[START Records to process]
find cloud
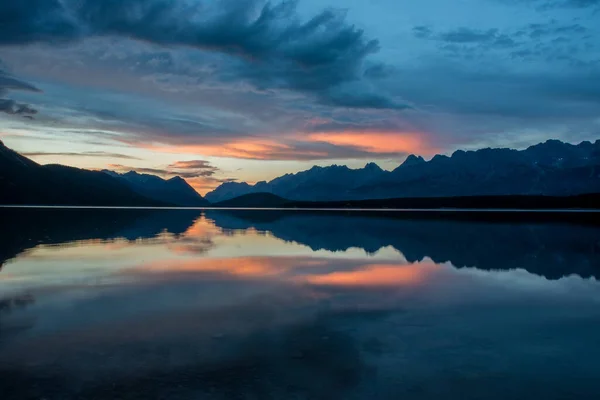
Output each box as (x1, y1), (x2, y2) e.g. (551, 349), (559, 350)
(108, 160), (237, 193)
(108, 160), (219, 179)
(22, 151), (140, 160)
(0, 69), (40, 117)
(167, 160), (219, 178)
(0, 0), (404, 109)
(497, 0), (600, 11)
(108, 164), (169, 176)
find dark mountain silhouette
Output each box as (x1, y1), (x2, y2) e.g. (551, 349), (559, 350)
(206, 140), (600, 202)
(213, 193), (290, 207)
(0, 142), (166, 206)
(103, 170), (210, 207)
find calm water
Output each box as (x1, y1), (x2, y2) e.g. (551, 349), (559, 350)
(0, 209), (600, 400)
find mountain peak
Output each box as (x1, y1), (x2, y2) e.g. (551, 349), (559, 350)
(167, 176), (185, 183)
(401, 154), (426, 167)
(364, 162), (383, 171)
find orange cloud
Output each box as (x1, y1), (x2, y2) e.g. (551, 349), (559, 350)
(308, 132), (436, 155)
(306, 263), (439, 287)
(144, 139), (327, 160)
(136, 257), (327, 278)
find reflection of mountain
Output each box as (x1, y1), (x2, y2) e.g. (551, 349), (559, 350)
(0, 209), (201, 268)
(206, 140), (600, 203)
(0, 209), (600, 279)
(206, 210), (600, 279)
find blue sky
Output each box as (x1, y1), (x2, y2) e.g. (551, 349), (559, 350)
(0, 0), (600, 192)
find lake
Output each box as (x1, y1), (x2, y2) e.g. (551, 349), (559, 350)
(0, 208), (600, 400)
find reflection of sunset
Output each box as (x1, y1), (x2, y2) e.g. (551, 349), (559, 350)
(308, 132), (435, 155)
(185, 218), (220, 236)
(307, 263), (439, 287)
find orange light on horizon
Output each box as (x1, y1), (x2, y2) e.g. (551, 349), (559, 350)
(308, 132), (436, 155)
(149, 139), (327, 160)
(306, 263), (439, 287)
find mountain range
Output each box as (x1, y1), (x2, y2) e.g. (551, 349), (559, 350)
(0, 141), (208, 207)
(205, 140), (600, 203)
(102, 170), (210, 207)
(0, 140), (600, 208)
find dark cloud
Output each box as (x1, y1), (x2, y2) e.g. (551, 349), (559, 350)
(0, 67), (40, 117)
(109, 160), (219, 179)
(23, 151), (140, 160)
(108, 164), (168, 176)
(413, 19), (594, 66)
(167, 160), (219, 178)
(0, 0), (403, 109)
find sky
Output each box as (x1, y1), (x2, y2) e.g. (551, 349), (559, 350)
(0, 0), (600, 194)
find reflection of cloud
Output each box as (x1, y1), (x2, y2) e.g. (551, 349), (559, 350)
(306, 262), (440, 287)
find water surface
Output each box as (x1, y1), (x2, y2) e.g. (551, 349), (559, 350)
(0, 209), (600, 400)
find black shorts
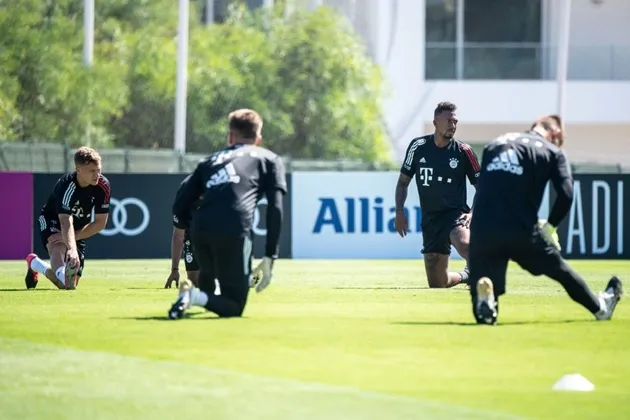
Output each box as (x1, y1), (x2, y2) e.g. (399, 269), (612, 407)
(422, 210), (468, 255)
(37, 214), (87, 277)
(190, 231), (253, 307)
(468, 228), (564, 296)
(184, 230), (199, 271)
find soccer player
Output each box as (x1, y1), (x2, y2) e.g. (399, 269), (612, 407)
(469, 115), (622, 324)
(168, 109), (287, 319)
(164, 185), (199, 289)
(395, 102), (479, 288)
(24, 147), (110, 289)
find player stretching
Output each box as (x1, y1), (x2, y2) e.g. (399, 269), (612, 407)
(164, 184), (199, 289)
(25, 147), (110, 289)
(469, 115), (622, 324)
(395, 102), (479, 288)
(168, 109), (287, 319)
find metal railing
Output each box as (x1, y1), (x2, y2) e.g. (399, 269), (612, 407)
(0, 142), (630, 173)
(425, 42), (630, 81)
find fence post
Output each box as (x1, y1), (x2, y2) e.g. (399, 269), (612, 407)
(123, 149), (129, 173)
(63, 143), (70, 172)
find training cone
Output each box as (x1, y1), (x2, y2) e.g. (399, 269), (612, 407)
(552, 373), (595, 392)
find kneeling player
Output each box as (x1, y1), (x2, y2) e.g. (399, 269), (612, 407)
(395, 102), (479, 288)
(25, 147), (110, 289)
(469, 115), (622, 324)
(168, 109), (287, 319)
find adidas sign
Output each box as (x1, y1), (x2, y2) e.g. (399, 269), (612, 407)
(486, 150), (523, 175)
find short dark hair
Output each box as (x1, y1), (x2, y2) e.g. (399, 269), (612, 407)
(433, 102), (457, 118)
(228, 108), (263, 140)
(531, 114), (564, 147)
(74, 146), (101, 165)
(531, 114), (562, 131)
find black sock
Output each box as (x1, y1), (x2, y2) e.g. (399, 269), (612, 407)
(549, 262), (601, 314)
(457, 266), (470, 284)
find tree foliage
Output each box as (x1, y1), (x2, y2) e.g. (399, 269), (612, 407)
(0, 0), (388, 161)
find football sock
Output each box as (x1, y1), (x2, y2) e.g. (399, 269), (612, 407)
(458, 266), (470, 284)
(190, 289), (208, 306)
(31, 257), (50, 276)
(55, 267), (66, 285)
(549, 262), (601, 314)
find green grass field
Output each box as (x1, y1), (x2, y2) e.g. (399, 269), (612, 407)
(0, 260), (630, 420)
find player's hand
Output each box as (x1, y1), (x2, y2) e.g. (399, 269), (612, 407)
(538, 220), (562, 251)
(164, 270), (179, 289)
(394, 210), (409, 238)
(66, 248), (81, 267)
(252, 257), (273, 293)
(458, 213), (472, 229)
[END Records to process]
[START Records to process]
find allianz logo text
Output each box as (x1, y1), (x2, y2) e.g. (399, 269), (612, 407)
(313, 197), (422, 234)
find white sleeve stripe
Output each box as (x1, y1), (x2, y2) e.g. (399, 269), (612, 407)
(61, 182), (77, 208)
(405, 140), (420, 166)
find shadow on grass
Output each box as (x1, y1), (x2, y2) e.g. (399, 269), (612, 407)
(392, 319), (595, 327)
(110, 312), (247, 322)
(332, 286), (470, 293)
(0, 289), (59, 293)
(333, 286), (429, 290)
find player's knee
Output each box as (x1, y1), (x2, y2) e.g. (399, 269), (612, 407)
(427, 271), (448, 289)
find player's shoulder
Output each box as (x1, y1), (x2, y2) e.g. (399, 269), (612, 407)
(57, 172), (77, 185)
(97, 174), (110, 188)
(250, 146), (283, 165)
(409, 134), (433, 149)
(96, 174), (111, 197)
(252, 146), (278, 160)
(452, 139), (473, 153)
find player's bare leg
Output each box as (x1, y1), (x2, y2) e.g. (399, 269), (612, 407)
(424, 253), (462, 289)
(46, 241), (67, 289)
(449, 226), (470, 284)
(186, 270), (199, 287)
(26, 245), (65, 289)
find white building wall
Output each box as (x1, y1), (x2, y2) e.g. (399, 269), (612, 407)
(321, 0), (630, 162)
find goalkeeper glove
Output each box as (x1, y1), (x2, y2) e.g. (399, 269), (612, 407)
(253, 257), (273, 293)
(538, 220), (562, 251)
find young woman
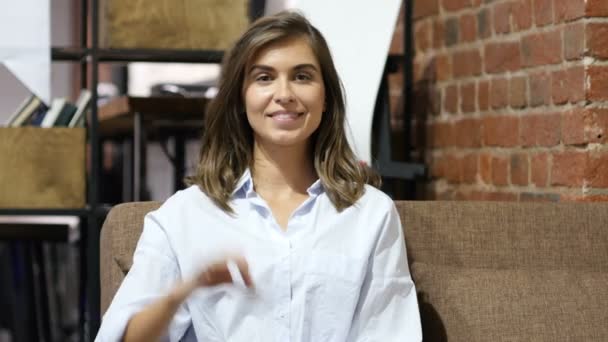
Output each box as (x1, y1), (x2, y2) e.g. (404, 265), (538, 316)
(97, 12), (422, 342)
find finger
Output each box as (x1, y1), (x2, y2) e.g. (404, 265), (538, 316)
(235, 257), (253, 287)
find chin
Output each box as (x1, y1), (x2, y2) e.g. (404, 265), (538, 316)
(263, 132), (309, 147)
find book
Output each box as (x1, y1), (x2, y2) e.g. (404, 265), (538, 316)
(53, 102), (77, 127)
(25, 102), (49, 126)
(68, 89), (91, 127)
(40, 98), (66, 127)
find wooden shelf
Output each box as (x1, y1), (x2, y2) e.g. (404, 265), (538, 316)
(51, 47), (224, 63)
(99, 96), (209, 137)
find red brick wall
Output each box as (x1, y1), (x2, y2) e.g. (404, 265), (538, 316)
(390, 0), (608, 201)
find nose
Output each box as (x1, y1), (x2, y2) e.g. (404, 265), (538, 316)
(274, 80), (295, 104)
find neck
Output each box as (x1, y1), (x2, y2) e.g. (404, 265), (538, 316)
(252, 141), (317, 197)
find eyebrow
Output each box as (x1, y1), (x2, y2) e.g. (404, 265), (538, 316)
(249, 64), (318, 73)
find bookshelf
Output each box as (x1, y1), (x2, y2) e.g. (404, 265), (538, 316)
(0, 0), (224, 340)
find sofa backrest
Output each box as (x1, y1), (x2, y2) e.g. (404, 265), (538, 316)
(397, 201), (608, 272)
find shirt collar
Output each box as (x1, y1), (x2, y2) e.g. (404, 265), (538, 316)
[END Records to process]
### Stated task:
Reproduce verbatim the lines of the items above, beginning at the line that contains "find eyebrow" and stopping after the line that contains "(0, 0), (224, 340)".

### Solution:
find eyebrow
Output each box as (x1, y1), (x2, y2) e.g. (404, 265), (538, 316)
(249, 64), (318, 73)
find bookshelf
Output each box as (x1, y1), (x2, y2) e.g. (404, 265), (538, 316)
(0, 0), (224, 340)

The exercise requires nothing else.